_Records provided_:
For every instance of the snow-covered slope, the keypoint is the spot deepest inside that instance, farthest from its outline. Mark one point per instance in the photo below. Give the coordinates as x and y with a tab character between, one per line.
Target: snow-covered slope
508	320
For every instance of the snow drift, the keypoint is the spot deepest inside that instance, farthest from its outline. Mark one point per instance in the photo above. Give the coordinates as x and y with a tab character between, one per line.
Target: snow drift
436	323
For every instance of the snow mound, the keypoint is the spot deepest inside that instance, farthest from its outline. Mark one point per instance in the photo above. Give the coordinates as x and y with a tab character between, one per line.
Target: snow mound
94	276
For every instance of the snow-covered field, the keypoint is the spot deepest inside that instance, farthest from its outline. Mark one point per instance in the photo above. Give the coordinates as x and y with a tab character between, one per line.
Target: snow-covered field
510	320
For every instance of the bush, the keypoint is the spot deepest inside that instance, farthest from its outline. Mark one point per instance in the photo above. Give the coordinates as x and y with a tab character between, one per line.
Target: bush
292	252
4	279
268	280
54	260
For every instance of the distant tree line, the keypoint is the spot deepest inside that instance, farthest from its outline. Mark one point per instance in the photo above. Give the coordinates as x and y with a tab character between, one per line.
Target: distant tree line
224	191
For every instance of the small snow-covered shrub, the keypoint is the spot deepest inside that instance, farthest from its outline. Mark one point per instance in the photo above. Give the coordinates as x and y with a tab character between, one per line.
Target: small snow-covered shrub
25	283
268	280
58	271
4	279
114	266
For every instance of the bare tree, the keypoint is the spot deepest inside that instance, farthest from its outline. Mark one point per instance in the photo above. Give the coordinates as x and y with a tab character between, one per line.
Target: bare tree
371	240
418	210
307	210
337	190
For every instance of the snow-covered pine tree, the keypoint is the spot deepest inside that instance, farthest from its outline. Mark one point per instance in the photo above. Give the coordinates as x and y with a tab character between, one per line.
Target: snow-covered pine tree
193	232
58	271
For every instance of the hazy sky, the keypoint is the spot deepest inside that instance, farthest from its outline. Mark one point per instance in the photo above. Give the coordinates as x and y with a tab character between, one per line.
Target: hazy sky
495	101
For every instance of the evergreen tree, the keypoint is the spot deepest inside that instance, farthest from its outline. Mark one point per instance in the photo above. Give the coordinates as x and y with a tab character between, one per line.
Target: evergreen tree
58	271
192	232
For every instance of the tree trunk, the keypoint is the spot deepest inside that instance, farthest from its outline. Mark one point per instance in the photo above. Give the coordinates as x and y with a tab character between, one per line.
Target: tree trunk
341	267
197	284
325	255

_What this task involves_: Reproduce all of the items above word for word, without any alteration.

_Solution for this problem_:
For every instance of the snow-covered slope, the keypoint is the spot deepest inside that instance, farthest from its outline. Mark one point per instance in the photo below. Give the coordinates as x and y with a tab character between, one per line.
Target: snow-covered slope
508	320
For every instance of the snow drift, the keypoint is the spot deepest inside that instance, farthest from its outline. Mark one point per instance in the photo above. Give the coordinates as x and y with a tab character between, one per line.
Target: snow drift
436	323
For every instance of the snow mound, the keypoint is the spot deepest inside that instance, farthest from its outline. Mark one point per instance in the photo above. Give the coordinates as x and y with a tab character between, one per line.
Target: snow mound
94	276
For every instance of the snow-covered field, the keypoint is the spot deepest inside that instance, farthest from its outline. Mark one point per instance in the photo above. Give the coordinates as x and y with a tab character between, one per line.
Target: snow-covered field
510	320
For every instance of the bush, the keypoint is the spot deepest inside that instance, farthest from its outline. Mark one point per instance in the photo above. Give the coordinates as x and y with a tab character between, one per line.
Target: bush
292	252
4	279
268	280
54	260
For every instance of the distant tree line, the keypoint is the spot deepest inside that instance, farthest from its outline. Mark one point per instance in the photo above. Give the coordinates as x and y with a tab character between, one per line.
Target: distant tree line
224	191
For every instance of the small snow-covered shrub, the keypoint is the spot deepest inside that instance, farthest from its outline. Mark one point per instance in the photo above. Give the coordinates as x and y with a tab character between, one per line.
Target: small snow-covered shrub
25	283
268	280
58	271
4	279
114	266
For every instance of the bare tree, the keypoint is the spot deepest inside that instance, farthest from its outline. Mark one point per instance in the photo above. Give the coordinates as x and y with a tab character between, one per line.
Target: bare tree
371	240
418	210
307	210
337	190
For every instance of the snow-covered pine tree, the keypoint is the spot deepest inside that instance, farthest from its outline. Mark one point per instance in the photo above. Give the coordinates as x and y with a tab character between, one per line.
Target: snow-covered pine tree
193	232
58	271
For every instance of the hazy sky, the keypoint is the spot deepest inside that instance, farthest from its outline. Mark one point per instance in the photo above. Give the coordinates as x and y with a tab character between, one per line.
Target: hazy sky
495	101
For every instance of the evergreen tree, the keypoint is the spot deepest inside that instance, farthest from its outline. Mark one point per instance in the photo above. Give the coordinates as x and y with a tab character between, one per line.
Target: evergreen tree
58	271
192	232
For every instance of the tree trunk, the keypoint is the spot deepest inside that instance, farthest from its outline. Mark one point per instance in the photo above. Give the coordinates as x and y with a tab character between, one per line.
Target: tree trunk
341	267
197	284
325	255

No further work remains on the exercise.